* _INSTRUCTIONS TO FOLLOW_
Can you return, word for word, the part of the material that opens with the line containing "For the benchmark, point out every instance of the yellow-leaved" and closes with the line containing "point(319, 198)", with both of those lines included?

* _TASK INPUT_
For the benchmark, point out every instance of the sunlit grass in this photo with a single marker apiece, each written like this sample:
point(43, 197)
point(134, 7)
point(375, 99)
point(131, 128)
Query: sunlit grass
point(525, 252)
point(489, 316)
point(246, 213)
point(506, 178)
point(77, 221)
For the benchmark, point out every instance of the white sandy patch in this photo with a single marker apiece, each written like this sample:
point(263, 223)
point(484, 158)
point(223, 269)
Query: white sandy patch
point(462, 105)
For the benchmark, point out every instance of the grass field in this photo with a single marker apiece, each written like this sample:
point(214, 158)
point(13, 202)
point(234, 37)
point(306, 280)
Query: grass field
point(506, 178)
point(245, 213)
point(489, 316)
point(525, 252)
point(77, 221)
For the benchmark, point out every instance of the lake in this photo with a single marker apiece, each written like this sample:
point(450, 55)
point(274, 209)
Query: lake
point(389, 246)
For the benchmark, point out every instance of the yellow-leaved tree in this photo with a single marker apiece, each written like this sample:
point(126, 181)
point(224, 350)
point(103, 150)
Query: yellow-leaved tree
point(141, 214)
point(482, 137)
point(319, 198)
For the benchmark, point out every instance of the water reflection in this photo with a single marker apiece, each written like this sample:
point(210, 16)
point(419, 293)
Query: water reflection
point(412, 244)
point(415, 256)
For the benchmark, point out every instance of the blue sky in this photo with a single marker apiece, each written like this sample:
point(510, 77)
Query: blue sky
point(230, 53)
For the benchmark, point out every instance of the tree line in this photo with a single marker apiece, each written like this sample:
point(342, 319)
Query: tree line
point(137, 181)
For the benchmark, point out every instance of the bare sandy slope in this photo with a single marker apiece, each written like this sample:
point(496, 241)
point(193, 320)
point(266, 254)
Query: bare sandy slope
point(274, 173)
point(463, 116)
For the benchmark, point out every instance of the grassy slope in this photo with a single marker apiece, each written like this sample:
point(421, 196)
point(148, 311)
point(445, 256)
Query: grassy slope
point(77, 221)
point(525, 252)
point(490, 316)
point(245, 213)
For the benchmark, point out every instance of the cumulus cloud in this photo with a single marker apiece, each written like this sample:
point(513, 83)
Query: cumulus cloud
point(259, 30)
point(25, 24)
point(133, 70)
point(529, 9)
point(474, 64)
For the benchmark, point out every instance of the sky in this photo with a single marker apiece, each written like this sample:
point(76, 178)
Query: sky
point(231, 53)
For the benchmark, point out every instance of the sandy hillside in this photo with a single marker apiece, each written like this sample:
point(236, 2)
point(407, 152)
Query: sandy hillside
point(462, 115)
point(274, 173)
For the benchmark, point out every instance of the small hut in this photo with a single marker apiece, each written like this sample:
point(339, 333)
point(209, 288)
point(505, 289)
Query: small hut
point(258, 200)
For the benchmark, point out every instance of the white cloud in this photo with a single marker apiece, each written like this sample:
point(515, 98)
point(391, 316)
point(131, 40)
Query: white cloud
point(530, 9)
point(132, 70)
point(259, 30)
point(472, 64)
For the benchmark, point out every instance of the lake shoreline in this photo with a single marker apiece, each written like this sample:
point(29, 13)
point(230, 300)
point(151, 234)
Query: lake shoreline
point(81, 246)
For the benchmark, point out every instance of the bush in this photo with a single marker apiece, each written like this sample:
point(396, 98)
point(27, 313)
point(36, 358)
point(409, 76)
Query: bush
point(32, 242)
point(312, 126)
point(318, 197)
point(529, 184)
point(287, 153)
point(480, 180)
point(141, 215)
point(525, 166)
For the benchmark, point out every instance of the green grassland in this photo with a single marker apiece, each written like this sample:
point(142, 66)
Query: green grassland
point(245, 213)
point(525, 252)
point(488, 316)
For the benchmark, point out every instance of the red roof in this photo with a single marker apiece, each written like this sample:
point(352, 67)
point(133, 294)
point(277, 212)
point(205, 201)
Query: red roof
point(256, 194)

* _RESPONSE BELOW_
For the benchmark, point out every instance of the yellow-leaved tree in this photo with a single marker apiece, each written like this sample:
point(126, 181)
point(224, 350)
point(103, 150)
Query: yellow-leaved tree
point(141, 214)
point(482, 137)
point(319, 198)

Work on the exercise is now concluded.